* **SOURCE MATERIAL**
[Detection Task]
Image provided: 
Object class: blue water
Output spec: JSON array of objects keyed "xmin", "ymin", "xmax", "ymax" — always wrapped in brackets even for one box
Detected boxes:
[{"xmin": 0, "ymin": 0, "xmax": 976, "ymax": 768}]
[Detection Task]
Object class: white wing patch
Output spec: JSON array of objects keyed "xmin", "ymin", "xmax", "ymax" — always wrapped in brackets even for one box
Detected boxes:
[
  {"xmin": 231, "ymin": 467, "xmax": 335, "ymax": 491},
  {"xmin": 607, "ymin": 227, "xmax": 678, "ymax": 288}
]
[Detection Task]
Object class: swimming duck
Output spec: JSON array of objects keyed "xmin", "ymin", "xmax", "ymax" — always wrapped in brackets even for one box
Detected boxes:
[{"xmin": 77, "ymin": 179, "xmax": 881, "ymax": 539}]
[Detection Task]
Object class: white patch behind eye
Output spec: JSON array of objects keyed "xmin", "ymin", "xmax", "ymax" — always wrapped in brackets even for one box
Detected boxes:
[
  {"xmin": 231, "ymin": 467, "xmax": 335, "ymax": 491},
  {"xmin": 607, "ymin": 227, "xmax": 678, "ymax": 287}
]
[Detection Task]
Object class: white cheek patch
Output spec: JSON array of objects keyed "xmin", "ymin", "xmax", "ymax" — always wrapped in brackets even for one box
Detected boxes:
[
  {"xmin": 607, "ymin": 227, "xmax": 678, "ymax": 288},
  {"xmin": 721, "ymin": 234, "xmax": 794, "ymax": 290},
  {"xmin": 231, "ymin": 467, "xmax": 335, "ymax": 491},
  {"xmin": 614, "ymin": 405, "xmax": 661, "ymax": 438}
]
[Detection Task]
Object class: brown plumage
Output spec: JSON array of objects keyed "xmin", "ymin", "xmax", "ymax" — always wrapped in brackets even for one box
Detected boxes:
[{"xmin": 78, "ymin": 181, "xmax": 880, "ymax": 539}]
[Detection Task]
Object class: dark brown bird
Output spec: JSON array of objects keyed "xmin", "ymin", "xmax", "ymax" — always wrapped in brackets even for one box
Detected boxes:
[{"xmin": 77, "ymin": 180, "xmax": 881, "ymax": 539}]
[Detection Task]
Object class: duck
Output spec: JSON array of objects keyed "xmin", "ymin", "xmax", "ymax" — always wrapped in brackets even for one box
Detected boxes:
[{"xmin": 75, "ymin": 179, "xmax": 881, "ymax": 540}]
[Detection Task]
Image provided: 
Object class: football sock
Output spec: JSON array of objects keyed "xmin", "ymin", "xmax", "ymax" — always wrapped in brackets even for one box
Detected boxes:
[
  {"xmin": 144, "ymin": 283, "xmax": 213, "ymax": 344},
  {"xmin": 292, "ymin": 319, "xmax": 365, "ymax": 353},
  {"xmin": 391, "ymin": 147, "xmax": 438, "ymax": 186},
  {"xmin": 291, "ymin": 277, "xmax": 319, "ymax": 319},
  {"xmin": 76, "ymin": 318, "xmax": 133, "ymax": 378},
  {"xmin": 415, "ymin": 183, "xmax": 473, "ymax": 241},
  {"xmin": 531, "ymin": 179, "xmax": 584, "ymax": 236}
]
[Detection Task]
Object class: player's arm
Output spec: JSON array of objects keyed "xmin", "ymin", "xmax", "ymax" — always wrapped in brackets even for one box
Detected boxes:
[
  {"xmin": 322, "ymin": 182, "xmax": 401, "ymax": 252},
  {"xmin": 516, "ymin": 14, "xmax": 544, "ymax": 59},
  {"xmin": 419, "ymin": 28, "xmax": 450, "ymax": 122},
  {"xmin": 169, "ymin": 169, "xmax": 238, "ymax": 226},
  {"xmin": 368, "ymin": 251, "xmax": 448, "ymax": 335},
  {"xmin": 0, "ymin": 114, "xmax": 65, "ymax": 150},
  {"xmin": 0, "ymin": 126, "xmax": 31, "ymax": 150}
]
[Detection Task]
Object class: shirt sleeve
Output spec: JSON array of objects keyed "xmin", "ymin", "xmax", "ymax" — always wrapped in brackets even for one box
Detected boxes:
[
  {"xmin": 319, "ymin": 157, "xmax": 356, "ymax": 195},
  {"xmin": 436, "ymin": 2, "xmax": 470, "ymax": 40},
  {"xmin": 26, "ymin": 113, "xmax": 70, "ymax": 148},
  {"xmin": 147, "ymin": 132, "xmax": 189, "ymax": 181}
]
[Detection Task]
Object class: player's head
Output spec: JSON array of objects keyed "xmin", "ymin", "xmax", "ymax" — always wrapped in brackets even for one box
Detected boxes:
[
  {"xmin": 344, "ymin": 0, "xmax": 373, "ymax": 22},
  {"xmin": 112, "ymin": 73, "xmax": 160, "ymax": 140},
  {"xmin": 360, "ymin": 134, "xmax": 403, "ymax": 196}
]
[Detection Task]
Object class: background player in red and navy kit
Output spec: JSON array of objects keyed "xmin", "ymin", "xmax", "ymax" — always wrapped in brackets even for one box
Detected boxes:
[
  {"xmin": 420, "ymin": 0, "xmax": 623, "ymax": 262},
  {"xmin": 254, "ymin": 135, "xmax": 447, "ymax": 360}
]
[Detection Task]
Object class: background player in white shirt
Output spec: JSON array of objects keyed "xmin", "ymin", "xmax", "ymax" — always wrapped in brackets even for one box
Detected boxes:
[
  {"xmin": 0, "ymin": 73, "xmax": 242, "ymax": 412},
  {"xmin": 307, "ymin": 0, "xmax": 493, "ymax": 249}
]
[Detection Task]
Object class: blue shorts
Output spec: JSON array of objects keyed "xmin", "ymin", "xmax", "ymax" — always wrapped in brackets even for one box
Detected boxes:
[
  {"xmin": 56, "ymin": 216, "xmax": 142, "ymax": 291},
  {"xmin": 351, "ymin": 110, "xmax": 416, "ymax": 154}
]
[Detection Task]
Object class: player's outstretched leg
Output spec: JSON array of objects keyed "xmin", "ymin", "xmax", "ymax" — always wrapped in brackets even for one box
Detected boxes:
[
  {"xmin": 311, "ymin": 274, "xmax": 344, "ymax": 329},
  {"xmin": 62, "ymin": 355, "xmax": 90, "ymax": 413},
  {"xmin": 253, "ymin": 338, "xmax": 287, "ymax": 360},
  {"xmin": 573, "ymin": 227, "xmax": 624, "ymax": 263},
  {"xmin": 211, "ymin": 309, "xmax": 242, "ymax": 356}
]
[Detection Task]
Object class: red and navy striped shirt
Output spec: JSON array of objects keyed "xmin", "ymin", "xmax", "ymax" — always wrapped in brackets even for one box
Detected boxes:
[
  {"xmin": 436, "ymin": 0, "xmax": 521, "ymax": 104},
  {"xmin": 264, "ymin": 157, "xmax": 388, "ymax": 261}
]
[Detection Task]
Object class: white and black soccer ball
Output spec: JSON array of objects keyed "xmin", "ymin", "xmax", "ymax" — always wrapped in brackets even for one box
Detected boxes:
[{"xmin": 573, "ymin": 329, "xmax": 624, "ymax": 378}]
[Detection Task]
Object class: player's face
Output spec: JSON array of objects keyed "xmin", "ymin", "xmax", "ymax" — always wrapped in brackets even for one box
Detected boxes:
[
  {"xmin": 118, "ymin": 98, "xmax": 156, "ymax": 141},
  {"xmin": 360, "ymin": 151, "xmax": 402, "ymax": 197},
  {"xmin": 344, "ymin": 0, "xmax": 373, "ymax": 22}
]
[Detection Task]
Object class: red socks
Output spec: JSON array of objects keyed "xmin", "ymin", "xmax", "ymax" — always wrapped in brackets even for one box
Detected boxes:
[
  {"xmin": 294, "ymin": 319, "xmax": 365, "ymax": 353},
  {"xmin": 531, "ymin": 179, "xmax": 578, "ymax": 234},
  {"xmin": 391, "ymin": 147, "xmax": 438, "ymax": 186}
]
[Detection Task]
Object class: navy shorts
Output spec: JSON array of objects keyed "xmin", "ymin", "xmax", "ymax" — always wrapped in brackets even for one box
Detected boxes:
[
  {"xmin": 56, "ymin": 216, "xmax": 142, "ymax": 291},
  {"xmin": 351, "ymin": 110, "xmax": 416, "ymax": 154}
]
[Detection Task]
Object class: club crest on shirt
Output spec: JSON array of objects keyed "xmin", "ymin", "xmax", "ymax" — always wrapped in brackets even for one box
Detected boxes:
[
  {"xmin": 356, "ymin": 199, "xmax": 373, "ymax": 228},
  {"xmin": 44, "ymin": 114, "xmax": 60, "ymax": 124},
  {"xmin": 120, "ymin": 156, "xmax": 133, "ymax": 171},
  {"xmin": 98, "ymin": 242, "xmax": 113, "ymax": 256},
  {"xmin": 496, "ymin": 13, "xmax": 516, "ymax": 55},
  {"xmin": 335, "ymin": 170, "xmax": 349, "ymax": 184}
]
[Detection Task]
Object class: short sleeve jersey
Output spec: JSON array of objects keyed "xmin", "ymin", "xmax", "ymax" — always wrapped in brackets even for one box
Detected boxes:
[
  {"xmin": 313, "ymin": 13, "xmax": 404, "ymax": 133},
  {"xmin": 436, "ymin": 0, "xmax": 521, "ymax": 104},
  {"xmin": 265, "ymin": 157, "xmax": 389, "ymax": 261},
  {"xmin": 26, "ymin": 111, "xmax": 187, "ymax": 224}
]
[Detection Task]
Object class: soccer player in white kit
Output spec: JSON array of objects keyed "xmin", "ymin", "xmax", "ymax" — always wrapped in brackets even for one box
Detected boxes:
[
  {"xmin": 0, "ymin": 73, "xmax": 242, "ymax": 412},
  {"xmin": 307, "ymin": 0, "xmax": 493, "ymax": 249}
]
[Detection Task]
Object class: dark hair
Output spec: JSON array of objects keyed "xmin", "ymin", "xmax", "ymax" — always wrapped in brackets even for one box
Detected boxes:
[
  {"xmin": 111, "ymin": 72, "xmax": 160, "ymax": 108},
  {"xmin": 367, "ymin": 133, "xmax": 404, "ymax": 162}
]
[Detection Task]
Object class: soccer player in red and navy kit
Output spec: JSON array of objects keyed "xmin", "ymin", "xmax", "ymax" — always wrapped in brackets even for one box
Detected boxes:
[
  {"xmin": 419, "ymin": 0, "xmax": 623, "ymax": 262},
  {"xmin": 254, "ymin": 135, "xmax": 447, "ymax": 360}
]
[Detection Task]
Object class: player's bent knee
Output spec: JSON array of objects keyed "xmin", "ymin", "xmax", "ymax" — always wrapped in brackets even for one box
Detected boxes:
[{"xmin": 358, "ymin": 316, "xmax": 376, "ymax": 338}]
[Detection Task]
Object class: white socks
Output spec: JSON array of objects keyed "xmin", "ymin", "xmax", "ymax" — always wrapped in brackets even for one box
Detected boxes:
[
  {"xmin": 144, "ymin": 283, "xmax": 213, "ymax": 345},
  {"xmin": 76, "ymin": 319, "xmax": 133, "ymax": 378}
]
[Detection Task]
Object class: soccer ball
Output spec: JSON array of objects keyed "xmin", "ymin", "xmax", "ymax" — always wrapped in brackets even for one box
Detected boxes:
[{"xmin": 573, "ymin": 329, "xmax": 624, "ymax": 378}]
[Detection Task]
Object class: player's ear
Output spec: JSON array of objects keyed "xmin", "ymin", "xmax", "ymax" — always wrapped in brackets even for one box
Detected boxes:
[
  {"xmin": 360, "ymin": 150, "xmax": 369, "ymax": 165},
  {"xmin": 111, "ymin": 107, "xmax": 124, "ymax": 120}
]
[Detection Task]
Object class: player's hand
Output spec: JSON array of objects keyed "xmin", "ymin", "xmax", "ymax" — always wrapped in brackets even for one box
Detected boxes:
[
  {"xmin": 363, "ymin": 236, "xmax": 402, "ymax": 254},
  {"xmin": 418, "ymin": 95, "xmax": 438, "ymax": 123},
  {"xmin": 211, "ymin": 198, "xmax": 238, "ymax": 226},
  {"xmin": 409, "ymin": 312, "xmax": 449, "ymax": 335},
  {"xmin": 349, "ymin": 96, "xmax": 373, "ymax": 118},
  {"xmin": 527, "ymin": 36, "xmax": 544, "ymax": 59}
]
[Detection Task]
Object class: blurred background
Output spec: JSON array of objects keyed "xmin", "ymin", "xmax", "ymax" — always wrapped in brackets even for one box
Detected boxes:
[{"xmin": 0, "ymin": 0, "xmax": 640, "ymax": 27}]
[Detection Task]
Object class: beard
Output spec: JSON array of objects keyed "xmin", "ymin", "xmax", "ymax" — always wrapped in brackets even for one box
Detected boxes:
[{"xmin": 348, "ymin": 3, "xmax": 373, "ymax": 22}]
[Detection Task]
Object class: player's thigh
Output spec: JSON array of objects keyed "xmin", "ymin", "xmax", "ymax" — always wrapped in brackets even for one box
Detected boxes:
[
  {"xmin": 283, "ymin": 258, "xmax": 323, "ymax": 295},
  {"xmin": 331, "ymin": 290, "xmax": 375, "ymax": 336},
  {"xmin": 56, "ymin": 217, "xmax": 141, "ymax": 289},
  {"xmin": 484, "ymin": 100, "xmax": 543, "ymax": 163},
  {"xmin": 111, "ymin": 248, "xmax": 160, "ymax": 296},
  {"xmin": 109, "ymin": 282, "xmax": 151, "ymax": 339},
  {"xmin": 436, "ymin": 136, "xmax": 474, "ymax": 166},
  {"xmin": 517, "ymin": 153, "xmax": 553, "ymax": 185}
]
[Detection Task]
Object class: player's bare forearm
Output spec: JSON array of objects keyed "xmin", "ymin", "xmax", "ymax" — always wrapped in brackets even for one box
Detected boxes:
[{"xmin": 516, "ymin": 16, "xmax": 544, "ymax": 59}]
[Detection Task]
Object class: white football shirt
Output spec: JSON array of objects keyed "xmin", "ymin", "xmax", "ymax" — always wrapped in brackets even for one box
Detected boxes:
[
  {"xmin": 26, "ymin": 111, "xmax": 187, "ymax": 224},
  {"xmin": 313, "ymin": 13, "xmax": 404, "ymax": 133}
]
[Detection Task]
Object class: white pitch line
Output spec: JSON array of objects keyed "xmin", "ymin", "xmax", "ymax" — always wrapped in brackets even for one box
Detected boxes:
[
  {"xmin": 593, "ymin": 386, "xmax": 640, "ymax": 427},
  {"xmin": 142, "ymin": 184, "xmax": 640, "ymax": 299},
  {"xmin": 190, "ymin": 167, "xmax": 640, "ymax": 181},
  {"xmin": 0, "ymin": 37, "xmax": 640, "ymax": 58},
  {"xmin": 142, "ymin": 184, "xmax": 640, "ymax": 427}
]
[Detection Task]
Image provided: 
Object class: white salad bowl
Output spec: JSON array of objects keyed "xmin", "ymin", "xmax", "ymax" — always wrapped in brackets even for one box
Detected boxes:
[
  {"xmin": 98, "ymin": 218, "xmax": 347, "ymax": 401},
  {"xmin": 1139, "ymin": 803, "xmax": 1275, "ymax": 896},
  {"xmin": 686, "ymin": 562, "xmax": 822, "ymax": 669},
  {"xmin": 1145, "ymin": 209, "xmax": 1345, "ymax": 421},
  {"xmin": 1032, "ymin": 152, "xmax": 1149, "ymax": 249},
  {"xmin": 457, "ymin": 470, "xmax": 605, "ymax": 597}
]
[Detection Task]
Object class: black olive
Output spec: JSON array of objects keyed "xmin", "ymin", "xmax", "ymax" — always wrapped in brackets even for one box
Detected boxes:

* **TASK INSTRUCTIONS**
How many lines of the listing above contain the string "dark"? Matching is case-sensitive; reply with the number only.

* **CORRECT RESPONSE**
2